(Source data)
— Begin —
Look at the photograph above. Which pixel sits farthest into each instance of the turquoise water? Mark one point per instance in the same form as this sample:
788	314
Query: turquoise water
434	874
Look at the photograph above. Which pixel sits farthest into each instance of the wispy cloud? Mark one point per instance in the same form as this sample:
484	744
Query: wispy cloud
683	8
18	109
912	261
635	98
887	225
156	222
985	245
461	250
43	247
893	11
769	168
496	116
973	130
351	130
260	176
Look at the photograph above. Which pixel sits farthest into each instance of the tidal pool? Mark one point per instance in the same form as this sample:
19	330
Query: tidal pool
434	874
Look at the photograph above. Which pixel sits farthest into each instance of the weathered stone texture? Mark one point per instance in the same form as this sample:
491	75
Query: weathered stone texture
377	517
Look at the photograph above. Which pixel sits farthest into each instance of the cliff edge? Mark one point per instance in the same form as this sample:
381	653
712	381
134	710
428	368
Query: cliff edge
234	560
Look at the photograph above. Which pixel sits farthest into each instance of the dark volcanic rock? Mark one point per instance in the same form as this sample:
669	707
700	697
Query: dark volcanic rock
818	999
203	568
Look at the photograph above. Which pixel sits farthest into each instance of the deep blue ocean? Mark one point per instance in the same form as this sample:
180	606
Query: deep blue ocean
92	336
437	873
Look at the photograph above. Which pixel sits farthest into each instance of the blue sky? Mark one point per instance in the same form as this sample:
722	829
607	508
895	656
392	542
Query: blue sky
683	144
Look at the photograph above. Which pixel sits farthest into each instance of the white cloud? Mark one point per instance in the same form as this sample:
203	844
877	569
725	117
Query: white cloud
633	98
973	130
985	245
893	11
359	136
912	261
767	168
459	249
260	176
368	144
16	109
— End —
## What the exercise asks
Retype every line of the listing above without changing anything.

## Output
Look at the photograph above. Which pixel sits farthest into each instance of the turquoise water? Mark one point per instance in the same form as this sample:
788	314
Query: turquoise water
434	874
Look at the photograph above. Which pixel sits farthest into each instance of the wispy cloud? Mark one point per instance in the same form as this sample:
484	744
Query: wispy cloud
683	8
18	109
912	261
635	98
887	225
156	222
985	245
461	250
43	247
893	11
769	168
496	116
973	130
351	130
260	176
Look at the photograph above. Which pixel sits farthest into each instance of the tidal pool? Mark one point per instance in the same form as this sample:
19	330
Query: tidal pool
434	874
Look at the photograph above. Which pixel sits farthest into each instance of the weathered stone texture? Mark one point per instance in the same form as this sample:
491	75
Query: weathered stone texture
377	517
Look at the photograph above. Which pixel sits farthest into each instance of the cliff edge? Mark one point per instance in the same form as this sample:
381	653
712	381
134	710
428	368
Query: cliff edge
234	560
Look at the photograph above. Which pixel sits farthest into each instance of the dark volcanic rock? Mark one point per instance in the same form as this sample:
669	707
700	697
Query: dark volcanic rock
818	999
203	568
Look at the photograph above. Which pixel sits farthest into each instance of the deep blue ocean? Mark one point per instance in the same form as this sample:
180	606
Query: deep blue ocean
92	336
437	873
Look at the photograph above. Which pixel sits farthest into each instance of the blue sky? Mark one point per instance in the same form as this sample:
722	829
607	508
895	656
392	542
Query: blue sky
683	144
Look at the photograph above. Which pixel sits farthest into each instance of the white cloud? Mark one point per instance in the same form as this sample:
203	844
877	569
725	117
Query: white cloud
633	98
973	130
985	245
893	11
359	136
912	261
767	168
459	249
260	176
368	144
16	109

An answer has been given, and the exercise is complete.